Extracted data entries
*****
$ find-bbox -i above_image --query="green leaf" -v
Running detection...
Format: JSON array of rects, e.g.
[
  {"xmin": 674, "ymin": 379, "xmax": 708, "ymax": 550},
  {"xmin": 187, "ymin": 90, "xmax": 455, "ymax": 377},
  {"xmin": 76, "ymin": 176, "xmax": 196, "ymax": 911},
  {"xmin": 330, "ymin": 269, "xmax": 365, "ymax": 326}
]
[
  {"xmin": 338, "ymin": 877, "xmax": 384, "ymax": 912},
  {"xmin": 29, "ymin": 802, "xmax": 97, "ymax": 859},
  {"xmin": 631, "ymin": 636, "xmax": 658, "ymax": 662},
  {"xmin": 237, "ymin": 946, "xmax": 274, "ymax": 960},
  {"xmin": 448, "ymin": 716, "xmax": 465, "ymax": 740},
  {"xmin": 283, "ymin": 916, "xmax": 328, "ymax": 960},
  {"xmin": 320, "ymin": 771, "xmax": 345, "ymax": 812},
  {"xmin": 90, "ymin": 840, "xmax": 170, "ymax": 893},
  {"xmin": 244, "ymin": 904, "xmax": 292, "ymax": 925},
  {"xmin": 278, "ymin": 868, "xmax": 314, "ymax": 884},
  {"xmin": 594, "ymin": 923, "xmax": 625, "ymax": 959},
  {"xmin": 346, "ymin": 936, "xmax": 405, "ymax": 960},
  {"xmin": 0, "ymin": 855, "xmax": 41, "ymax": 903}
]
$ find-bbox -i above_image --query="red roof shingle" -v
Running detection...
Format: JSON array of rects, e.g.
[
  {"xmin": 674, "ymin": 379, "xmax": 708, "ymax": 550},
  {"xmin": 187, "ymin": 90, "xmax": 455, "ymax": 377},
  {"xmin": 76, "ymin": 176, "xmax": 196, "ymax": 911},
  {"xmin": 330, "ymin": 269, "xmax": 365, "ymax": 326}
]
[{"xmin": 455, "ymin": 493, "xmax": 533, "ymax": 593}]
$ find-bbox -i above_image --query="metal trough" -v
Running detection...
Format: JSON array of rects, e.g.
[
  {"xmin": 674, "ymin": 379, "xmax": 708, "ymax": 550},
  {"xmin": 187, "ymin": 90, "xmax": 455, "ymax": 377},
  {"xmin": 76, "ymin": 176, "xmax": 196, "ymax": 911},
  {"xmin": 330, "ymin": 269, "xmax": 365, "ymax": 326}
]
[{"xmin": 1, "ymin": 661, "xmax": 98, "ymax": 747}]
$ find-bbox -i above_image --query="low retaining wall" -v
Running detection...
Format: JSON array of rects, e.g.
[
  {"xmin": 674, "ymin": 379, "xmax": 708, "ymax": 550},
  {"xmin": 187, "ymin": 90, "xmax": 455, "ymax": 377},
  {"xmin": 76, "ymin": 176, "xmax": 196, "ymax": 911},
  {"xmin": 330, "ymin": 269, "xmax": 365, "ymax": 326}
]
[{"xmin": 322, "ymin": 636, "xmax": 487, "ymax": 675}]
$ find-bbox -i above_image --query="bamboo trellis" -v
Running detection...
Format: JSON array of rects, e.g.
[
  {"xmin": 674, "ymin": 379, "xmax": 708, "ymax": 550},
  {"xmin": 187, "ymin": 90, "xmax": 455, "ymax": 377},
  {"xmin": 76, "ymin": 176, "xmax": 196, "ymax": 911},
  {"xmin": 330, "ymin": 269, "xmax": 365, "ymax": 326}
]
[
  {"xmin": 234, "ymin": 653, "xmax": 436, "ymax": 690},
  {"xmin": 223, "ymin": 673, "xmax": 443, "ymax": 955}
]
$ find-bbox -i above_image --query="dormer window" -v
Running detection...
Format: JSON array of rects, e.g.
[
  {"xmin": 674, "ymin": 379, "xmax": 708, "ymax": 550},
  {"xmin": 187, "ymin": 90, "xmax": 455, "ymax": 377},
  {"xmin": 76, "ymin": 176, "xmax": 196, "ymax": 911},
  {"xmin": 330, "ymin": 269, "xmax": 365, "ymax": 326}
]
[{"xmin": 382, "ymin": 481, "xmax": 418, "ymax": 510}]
*****
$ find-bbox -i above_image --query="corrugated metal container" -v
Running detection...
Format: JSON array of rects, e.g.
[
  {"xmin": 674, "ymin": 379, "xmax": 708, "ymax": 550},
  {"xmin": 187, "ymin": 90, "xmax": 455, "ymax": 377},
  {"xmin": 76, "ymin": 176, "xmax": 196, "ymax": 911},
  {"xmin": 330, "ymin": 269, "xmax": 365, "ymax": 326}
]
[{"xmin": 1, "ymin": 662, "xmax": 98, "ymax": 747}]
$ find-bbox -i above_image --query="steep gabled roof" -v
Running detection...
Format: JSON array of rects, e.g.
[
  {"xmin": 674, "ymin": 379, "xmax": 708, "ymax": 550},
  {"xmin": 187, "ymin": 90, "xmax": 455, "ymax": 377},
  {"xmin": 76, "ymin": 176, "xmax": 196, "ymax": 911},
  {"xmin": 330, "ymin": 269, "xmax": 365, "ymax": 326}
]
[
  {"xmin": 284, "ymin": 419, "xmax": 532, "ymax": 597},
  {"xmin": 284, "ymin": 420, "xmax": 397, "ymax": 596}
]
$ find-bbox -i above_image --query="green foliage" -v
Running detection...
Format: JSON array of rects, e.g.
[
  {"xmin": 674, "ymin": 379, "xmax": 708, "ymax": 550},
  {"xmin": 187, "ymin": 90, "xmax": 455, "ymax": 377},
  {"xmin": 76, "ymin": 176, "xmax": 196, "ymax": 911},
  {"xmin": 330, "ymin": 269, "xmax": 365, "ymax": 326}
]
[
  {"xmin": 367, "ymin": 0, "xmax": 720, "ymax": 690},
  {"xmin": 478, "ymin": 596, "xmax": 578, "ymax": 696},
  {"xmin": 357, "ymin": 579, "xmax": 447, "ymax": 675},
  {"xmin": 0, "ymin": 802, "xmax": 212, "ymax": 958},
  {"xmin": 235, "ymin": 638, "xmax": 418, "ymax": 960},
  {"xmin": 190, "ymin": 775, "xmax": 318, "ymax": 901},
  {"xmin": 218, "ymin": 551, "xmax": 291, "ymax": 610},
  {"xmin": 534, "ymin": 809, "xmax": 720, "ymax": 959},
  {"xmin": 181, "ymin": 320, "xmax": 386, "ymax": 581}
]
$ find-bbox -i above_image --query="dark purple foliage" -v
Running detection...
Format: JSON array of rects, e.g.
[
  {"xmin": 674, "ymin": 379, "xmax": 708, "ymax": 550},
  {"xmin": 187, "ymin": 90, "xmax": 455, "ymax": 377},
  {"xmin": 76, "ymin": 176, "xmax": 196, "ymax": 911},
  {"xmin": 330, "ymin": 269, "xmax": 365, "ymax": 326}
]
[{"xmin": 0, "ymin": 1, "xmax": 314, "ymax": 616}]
*****
(EXERCISE):
In the records above, how many lines contain the word "roof"? State only the number.

(RESULT FOR THIS EXERCISE):
2